In order to keep the post somewhat condensed, I'm going to avoid talking about the weekend festivities. Just know I had an awesome weekend- which was to be expected because it was Hallloween. I did not have any sugar- I'm on day 19 of no sugar.
What I really want to talk about is my ARP meeting that I went to last night. My normal meeting is on Thursday nights, but there was a meeting yesterday, and since I was working last Thursday night, I opted to go to the meeting last night. It was different because, it was a group of 10-12 people, all struggling with either sugar addiction or compulsive over eating, or something food related. It was one of the best meetings I've ever been to; it was one of the hardest meetings I've ever been to. So many people were crying. Our addictions are real; and they are hard. To me, these addictions are especially hard because I feel like out in the "real world", no one else sees these problems as problems. Eat! Drink! Be Merry! Right?
But in reality, people are silently suffering. They are in their kitchens while their husbands are in the shower- stuffing as much toast and jam in their mouth as fast as they can before he gets out and catches them. They are locked in their rooms with a stash of secret candy because they don't want to be judged by their roommates. They are sitting in their cars in a fast food establishment's parking lot, stuffing down food when they're not even hungry. They are stuffing stuffing stuffing- and they are doing it alone. Silently. Alone.
And then they hate themselves. They hate that they can't control their emotions; their bodies. They're embarrassed and that's why they hide. There is all this self loathing and hatred. There's no control and they're mad that they so easily let go of their control. Sometimes they might punish themselves; mostly they just disintegrate into a sea of self loathing and pity; despair. Fear. Denial. What else?

★ ★ ★ ★ ★ ★ ★

◆ What is required: Copy out the entire post about the food addiction meeting, word for word.

★ ★ ★ ★ ★ ★ ★

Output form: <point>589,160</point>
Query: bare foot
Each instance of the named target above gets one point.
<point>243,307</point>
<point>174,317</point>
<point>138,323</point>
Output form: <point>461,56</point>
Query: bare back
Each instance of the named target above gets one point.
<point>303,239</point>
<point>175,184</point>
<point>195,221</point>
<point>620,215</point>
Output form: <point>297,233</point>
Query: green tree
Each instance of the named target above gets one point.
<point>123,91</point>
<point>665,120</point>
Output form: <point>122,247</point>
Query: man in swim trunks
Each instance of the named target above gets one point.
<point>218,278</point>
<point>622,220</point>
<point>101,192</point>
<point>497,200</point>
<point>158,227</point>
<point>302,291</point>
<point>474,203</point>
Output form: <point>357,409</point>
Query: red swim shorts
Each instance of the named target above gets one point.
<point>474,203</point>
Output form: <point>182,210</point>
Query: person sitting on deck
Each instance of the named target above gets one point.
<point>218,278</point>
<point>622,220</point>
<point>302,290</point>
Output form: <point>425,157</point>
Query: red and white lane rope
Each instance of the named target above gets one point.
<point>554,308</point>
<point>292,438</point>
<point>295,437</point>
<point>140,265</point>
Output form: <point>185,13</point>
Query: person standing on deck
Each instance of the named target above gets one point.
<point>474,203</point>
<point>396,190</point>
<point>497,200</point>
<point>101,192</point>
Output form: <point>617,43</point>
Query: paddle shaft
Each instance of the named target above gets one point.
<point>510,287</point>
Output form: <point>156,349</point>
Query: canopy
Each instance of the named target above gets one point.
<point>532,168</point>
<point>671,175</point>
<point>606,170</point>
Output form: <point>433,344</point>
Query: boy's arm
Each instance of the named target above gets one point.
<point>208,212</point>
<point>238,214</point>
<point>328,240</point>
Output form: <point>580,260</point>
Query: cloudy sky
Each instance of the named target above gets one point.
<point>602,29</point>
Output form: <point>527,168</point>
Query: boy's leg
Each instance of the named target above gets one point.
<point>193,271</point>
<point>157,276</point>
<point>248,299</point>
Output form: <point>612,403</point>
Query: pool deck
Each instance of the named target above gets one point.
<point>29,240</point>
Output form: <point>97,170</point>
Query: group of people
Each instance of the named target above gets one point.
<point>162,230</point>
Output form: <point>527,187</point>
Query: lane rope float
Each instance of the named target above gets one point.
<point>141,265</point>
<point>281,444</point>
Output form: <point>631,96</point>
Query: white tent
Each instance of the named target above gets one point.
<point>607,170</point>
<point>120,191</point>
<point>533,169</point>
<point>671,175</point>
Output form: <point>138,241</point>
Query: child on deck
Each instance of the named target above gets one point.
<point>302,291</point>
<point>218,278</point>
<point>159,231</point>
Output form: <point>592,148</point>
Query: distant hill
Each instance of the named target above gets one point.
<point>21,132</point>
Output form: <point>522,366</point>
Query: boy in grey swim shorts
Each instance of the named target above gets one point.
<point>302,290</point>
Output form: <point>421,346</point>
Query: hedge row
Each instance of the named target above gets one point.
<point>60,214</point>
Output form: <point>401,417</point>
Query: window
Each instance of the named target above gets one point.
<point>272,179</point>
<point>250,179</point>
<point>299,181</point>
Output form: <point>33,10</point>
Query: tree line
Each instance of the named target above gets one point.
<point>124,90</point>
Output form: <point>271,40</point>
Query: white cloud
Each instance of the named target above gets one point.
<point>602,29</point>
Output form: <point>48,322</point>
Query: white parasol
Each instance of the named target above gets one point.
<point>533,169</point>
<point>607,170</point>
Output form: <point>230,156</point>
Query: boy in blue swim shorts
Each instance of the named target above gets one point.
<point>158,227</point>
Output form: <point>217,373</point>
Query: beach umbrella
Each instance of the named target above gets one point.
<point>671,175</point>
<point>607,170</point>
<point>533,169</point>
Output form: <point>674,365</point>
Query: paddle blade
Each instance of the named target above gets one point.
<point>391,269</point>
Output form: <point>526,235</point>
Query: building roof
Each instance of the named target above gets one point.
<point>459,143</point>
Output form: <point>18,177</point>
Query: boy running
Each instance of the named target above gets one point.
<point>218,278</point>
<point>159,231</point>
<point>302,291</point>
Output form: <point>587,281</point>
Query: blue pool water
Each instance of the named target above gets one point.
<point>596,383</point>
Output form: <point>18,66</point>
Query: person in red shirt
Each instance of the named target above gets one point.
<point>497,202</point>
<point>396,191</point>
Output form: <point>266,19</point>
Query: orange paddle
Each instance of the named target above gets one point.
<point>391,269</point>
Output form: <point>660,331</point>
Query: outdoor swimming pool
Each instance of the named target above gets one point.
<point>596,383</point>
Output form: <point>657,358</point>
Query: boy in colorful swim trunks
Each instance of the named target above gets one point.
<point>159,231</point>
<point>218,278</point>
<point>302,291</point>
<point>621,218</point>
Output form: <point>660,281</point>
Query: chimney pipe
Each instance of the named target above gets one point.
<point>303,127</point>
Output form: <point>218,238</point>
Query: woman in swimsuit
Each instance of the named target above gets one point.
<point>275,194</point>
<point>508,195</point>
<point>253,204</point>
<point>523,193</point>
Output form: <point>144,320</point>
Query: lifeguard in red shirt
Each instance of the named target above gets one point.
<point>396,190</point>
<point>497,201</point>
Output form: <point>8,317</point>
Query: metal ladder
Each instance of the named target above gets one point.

★ ★ ★ ★ ★ ★ ★

◆ Output below:
In order to keep the post somewhat condensed, I'm going to avoid talking about the weekend festivities. Just know I had an awesome weekend- which was to be expected because it was Hallloween. I did not have any sugar- I'm on day 19 of no sugar.
What I really want to talk about is my ARP meeting that I went to last night. My normal meeting is on Thursday nights, but there was a meeting yesterday, and since I was working last Thursday night, I opted to go to the meeting last night. It was different because, it was a group of 10-12 people, all struggling with either sugar addiction or compulsive over eating, or something food related. It was one of the best meetings I've ever been to; it was one of the hardest meetings I've ever been to. So many people were crying. Our addictions are real; and they are hard. To me, these addictions are especially hard because I feel like out in the "real world", no one else sees these problems as problems. Eat! Drink! Be Merry! Right?
But in reality, people are silently suffering. They are in their kitchens while their husbands are in the shower- stuffing as much toast and jam in their mouth as fast as they can before he gets out and catches them. They are locked in their rooms with a stash of secret candy because they don't want to be judged by their roommates. They are sitting in their cars in a fast food establishment's parking lot, stuffing down food when they're not even hungry. They are stuffing stuffing stuffing- and they are doing it alone. Silently. Alone.
And then they hate themselves. They hate that they can't control their emotions; their bodies. They're embarrassed and that's why they hide. There is all this self loathing and hatred. There's no control and they're mad that they so easily let go of their control. Sometimes they might punish themselves; mostly they just disintegrate into a sea of self loathing and pity; despair. Fear. Denial. What else?